Alıştırma Metni »
Gereksiz vitamin ve gıda takviyesi kullanımı DNA hasarına yol açabilir

Vitamin ve gıda takviyeleri kullanımı, sağlıklı yaşam, hastalıklardan korunma veya enerji kazanmak gibi gerekçelerle günümüzde giderek artıyor. Kişinin yeterli ve dengeli beslenmesi durumunda vücudunda vitamin eksikliği olmayacağını söyleyen Farmasötik Toksikoloji Anabilim Dalı Başkanı Prof. Dr. Ahmet Aydın, vitaminler gıda takviyeleri ilgili önemli bilgiler verdi.

DHA

İnsan sağlığının bedenen, ruhen ve sosyal yönden tam bir iyilik hali olarak tanımlandığını anımsatan Prof. Dr. Ahmet Aydın, bu üçünden birinde bozukluk olması durumunda sağlığın tehlikeye girdiğinin de altını çizdi. Ancak bu durumda dışarıdan vitamin veya gıda takviyesine ihtiyaç duyulabileceğini vurgulayan Prof. Dr. Aydın, gereksiz yere alınan vitaminlerin, vücutta serbest radikalleri oluşturduğunu ve bunun da DNA hasarına kadar yol açan zararları olabileceğini söyledi.

Yapılacak İşler »
A) Metne göre Prof. Dr. Ahmet Aydın hangi anabilim dalının başkanıdır?
B) Metinde "İnsan sağlığının bedenen, ruhen" ifadesinden "zararları olabileceğini söyledi." ifadesine kadar olan kısmı, bu iki ifade de dahil olmak üzere, hiçbir değişiklik yapmadan yazınız.
C) Aşağıdaki ifadelerin her birinin metinle uyuşup uyuşmadığını evet ya da hayır ile belirtiniz ve kararınızı dayandırdığınız sözcükleri metinden aynen alıntılayınız.
(i) Vitamin ve gıda takviyesi kullanımı günümüzde azalmaktadır.
(ii) Gereksiz yere alınan vitaminler vücutta serbest radikaller oluşturur.
(iii) Yeterli ve dengeli beslenen bir kişinin vücudunda vitamin eksikliği olmaz.
Yanıtlarınızda yalnızca metinde yer alan bilgileri kullanınız.

[Bir koleksiyondan seçilmiş kayıtlar]
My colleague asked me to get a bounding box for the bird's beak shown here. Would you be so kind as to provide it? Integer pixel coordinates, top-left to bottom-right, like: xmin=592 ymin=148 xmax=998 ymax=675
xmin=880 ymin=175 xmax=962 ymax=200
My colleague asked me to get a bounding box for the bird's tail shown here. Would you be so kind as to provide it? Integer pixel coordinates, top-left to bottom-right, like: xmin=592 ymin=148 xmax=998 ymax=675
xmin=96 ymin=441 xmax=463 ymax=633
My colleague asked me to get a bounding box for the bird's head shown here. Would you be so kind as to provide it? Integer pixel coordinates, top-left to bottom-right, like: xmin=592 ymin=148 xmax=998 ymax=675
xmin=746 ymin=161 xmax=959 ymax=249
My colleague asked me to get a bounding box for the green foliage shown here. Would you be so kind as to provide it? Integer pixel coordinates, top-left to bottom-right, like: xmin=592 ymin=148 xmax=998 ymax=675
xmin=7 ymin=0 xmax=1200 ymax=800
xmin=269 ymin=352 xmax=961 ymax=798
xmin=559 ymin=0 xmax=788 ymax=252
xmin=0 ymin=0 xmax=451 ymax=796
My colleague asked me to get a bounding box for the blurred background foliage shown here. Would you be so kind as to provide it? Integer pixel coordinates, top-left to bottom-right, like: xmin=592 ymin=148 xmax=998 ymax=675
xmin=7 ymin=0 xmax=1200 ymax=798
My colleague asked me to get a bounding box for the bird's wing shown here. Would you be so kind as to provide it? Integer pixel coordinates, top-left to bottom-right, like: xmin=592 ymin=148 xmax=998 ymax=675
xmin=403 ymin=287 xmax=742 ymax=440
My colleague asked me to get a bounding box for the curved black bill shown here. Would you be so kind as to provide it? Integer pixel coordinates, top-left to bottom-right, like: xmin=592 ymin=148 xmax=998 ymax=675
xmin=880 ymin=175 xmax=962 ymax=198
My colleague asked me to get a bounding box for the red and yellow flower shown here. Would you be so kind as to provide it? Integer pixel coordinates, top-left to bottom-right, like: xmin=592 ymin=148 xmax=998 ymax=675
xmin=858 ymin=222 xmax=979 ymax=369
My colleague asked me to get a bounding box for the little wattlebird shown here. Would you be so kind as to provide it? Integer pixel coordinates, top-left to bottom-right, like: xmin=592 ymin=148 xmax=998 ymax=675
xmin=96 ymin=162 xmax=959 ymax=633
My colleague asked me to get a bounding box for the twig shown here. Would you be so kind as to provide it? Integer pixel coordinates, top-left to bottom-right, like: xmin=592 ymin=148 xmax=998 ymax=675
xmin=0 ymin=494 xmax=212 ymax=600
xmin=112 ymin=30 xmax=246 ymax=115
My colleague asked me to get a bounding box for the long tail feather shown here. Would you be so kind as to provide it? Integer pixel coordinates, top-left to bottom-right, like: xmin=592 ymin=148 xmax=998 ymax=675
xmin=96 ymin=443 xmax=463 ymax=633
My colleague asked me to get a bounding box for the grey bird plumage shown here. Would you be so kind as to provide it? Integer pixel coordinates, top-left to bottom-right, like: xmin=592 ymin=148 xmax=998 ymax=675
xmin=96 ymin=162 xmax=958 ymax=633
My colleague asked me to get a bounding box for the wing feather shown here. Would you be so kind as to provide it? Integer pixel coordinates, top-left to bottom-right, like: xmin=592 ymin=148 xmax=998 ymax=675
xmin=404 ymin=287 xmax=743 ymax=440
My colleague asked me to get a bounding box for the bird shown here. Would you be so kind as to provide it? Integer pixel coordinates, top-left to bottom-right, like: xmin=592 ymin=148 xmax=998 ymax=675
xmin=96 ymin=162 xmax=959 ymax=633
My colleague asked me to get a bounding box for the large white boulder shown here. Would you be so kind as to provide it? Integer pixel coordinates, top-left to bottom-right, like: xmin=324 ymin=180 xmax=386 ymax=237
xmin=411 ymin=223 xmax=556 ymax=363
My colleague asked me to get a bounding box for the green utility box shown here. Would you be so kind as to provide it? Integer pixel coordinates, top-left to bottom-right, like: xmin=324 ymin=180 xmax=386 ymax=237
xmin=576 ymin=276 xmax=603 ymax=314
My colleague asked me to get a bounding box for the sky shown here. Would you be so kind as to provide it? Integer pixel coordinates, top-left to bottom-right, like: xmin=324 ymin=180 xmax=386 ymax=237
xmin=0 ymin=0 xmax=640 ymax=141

Sırasıyla Çözümler »
A) Farmasötik Toksikoloji Anabilim Dalı.

B)
İnsan sağlığının bedenen, ruhen ve sosyal yönden tam bir iyilik hali olarak tanımlandığını anımsatan Prof. Dr. Ahmet Aydın, bu üçünden birinde bozukluk olması durumunda sağlığın tehlikeye girdiğinin de altını çizdi. Ancak bu durumda dışarıdan vitamin veya gıda takviyesine ihtiyaç duyulabileceğini vurgulayan Prof. Dr. Aydın, gereksiz yere alınan vitaminlerin, vücutta serbest radikalleri oluşturduğunu ve bunun da DNA hasarına kadar yol açan zararları olabileceğini söyledi.

C)
(i) Hayır: "günümüzde giderek artıyor"
(ii) Evet: "gereksiz yere alınan vitaminlerin, vücutta serbest radikalleri oluşturduğunu"
(iii) Evet: "Kişinin yeterli ve dengeli beslenmesi durumunda vücudunda vitamin eksikliği olmayacağını"